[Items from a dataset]
-----

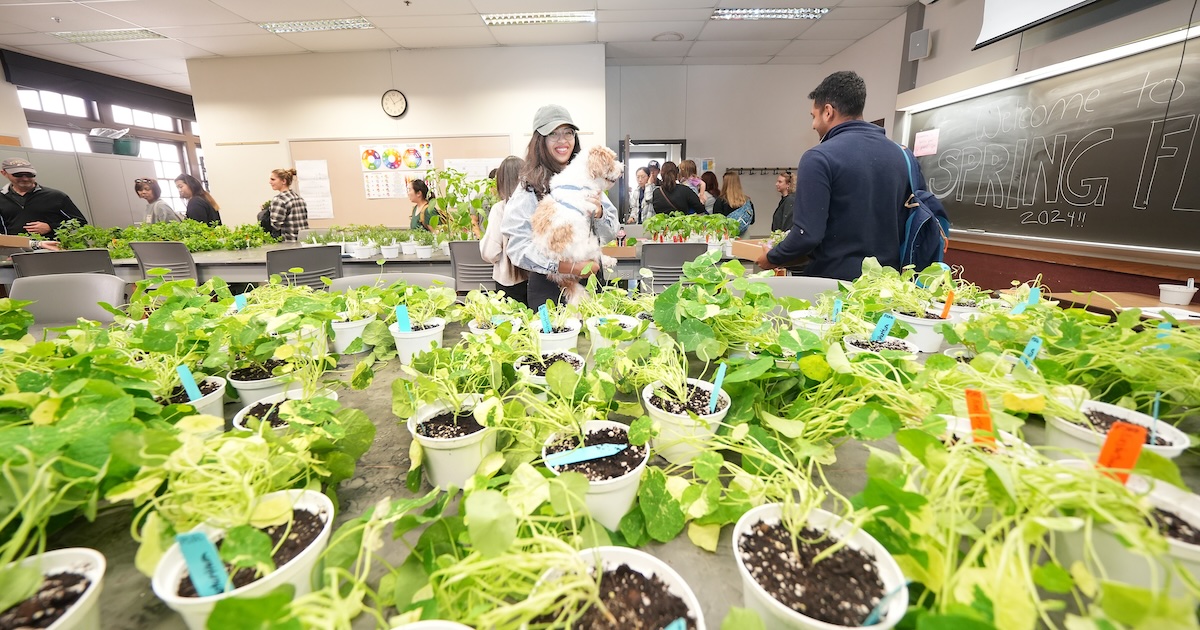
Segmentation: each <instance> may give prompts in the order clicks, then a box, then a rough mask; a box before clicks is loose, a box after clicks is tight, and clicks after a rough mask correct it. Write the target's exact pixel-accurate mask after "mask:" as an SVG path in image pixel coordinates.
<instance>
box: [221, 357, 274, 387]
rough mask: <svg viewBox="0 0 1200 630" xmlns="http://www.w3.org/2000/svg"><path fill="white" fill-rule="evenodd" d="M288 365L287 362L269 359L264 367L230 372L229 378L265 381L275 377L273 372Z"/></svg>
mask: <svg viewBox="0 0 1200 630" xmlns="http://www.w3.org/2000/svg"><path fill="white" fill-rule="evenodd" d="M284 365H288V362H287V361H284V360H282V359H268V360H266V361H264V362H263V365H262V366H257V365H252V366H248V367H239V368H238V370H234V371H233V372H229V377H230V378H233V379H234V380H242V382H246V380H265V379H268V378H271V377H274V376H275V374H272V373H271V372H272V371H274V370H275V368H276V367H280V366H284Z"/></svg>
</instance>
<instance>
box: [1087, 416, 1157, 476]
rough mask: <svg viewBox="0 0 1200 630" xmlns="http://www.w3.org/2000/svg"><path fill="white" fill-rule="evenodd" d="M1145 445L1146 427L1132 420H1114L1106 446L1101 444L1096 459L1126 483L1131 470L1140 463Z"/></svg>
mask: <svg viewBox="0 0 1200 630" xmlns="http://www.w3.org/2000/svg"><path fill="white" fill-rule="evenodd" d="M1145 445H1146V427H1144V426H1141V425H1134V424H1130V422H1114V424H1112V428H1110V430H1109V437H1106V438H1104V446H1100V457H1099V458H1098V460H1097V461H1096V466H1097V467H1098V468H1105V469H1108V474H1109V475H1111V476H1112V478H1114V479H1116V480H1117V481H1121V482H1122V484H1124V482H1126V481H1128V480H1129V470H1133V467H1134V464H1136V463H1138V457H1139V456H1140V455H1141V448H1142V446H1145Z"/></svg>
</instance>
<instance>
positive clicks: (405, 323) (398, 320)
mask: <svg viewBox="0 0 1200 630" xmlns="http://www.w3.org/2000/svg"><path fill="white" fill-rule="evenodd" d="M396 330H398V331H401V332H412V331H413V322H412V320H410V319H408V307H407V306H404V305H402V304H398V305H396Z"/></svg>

-----

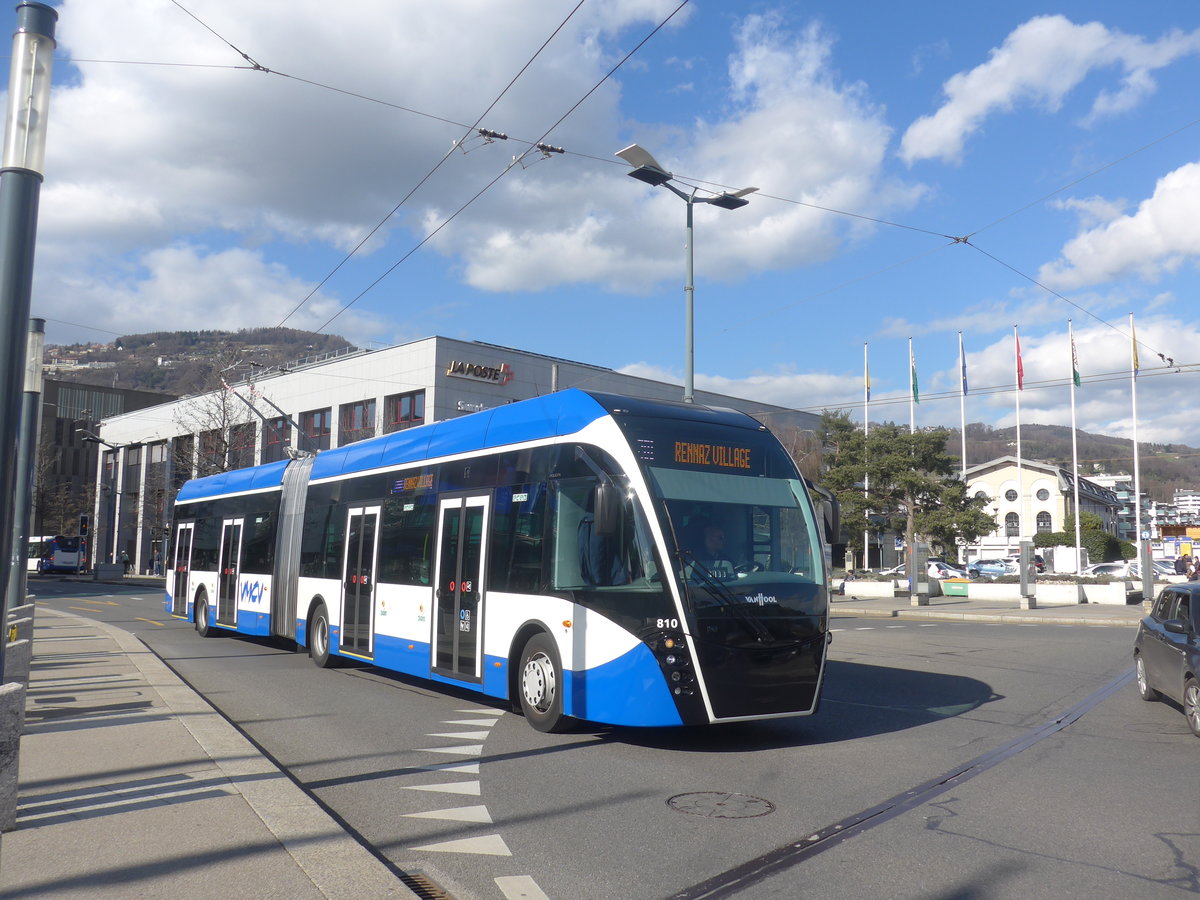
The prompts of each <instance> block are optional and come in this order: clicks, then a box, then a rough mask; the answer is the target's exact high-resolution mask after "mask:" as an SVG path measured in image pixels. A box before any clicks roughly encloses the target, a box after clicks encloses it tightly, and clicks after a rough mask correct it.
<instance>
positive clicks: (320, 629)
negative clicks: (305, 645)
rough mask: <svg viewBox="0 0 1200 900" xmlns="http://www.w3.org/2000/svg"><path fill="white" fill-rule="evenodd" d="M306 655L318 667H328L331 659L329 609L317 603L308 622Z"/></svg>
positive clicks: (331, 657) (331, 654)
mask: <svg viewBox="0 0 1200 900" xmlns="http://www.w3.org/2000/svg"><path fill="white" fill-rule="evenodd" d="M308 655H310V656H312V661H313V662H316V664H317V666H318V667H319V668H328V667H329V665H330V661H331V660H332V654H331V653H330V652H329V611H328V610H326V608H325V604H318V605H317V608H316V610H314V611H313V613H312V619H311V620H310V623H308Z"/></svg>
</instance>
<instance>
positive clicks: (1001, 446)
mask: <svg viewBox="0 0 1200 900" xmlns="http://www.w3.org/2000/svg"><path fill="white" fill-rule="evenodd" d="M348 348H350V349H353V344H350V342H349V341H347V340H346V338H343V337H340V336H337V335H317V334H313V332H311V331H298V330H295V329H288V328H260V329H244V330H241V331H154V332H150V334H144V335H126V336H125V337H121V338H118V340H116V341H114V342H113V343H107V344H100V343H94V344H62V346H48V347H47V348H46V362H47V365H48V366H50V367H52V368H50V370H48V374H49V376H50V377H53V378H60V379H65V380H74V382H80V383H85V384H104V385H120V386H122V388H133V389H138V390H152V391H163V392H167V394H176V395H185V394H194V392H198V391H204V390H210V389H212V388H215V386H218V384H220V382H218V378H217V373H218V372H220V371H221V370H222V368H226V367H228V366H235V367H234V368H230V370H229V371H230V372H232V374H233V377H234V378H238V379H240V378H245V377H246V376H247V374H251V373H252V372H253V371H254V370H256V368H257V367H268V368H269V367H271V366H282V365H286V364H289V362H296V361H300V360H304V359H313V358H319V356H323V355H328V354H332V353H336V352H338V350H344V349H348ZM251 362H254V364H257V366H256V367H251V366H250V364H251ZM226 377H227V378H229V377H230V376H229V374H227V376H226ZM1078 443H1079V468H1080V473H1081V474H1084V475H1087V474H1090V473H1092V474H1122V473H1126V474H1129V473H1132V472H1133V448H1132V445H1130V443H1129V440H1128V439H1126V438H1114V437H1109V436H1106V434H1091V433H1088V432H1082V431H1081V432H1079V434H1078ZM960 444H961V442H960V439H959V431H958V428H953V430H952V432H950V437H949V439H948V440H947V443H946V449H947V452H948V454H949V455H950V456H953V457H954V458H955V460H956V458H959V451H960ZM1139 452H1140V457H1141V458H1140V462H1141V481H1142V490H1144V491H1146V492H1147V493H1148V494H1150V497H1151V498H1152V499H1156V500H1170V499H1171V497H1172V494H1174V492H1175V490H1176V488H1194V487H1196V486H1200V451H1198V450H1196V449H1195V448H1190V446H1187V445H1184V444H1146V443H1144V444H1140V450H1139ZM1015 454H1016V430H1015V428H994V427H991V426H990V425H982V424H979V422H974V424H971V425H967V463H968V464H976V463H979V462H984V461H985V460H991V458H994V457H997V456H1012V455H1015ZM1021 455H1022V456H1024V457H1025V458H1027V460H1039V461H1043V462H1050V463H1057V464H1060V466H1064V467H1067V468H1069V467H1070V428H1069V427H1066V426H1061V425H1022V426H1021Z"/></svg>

-----

Look above for the line containing "The prompts of" and the line containing "655L318 667H328L331 659L329". Transcribe both, with the lines between them, exactly.

-- Response to this task --
The prompts of each <instance> block are optional and come in this order: clicks, then a box, then a rough mask; the answer is the target's exact high-resolution mask after "mask:" as an SVG path measured in image pixels. A box before any clicks roughly encloses the target, a box after clicks encloses it tightly, and clicks after a rough mask correct it.
<instance>
positive clicks: (320, 629)
negative clicks: (305, 645)
rough mask: <svg viewBox="0 0 1200 900" xmlns="http://www.w3.org/2000/svg"><path fill="white" fill-rule="evenodd" d="M306 655L318 667H328L331 659L329 609L317 603L308 622Z"/></svg>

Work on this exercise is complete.